-- begin STORED RECORDS --

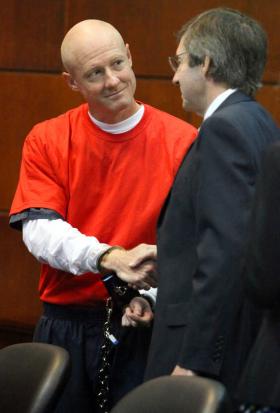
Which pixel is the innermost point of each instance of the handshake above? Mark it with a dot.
(137, 266)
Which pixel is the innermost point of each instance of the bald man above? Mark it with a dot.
(91, 186)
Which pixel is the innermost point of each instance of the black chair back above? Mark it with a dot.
(32, 377)
(178, 394)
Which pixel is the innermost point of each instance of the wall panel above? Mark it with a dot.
(148, 26)
(30, 34)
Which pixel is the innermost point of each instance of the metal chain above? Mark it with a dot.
(103, 374)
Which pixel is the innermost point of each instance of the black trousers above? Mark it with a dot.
(80, 332)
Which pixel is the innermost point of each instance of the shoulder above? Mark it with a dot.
(48, 131)
(169, 120)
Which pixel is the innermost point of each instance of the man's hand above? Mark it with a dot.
(138, 313)
(180, 371)
(133, 266)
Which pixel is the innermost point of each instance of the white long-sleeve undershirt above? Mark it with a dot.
(58, 244)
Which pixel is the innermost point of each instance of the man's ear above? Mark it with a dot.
(70, 81)
(128, 54)
(206, 65)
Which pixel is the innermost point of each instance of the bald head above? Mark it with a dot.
(86, 36)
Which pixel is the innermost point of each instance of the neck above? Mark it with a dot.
(213, 91)
(119, 116)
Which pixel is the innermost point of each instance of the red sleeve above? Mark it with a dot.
(43, 174)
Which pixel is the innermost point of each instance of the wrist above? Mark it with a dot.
(105, 263)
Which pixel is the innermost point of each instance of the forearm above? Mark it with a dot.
(58, 244)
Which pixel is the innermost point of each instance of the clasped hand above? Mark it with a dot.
(137, 266)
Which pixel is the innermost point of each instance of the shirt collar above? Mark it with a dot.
(123, 126)
(217, 102)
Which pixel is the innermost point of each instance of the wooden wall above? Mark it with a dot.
(32, 90)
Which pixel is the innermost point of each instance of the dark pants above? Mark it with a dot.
(80, 332)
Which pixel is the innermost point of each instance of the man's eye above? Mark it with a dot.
(118, 63)
(95, 74)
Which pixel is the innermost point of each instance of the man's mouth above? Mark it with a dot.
(115, 93)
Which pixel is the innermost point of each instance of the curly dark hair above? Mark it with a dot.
(235, 43)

-- end STORED RECORDS --

▶ **TASK INSTRUCTIONS**
Output the lines above in full and exactly as given, omitting any pictures.

▶ **EXERCISE RESULT**
Which pixel is the innermost point of each instance of the handshake above? Mark it with a dot.
(137, 266)
Which pixel is the innermost point of each instance of the bald man above? Mark it with a dot.
(91, 186)
Which pixel is the innermost point of each instance of the black chair back above? Mark it with a dot.
(32, 377)
(178, 394)
Which pixel is the innermost point of each instance of the wall panel above? Mark it with a dot.
(148, 26)
(30, 34)
Which pixel is the innermost point of each instance of the metal chain above? Mark it with a dot.
(103, 374)
Which pixel is the innermost point of each instance of the black trousers above? Mark it with a dot.
(80, 332)
Which pixel is the innermost point of each instance of the shoulder above? Mark it with a dot.
(48, 131)
(169, 120)
Which pixel is the innermost point of each instance of the man's hand above? Mark it with a dot.
(138, 313)
(180, 371)
(133, 266)
Which pixel is the innermost point of each instance of the white long-sleeve undershirt above? Mark it with a dot.
(58, 244)
Which pixel is the innermost point of each instance of the man's ear above? Mark it with a dot.
(70, 81)
(128, 54)
(206, 65)
Which pixel is the innermost point of each instance of the bald head above? Mark it with a dot.
(86, 36)
Which pixel is the innermost point of each instance of the neck above? Mark it with a dot.
(213, 91)
(119, 116)
Which pixel is the innermost point of each instance of the red sleeve above? Mark it with a dot.
(43, 174)
Which pixel is the innermost point of each instance of the wrist above? Mark it with a dot.
(105, 263)
Which pixel is the innermost point of each instance of the forearm above? Mark it with a dot.
(58, 244)
Which pixel is the innermost point of each instance of the clasped hand above? Mark it with a dot.
(137, 266)
Which pixel is the innermost point of each instance of the shirt collar above? Mark it with a dot.
(123, 126)
(217, 102)
Which pixel is the innermost point of each instance of the wooden wall above? Mark it with a dot.
(32, 90)
Which pixel is the innermost point of each instance of the dark pants above? Mark it with a dot.
(80, 332)
Which pixel is the innermost point of each instance of the man's eye above? Mark it with a dot.
(118, 63)
(95, 74)
Which pixel is the innermost point of each instance of the man's mouth above? Mark it with a dot.
(115, 93)
Which pixel is the innermost point of each instance of the curly dark hair above? Mark it with a dot.
(235, 43)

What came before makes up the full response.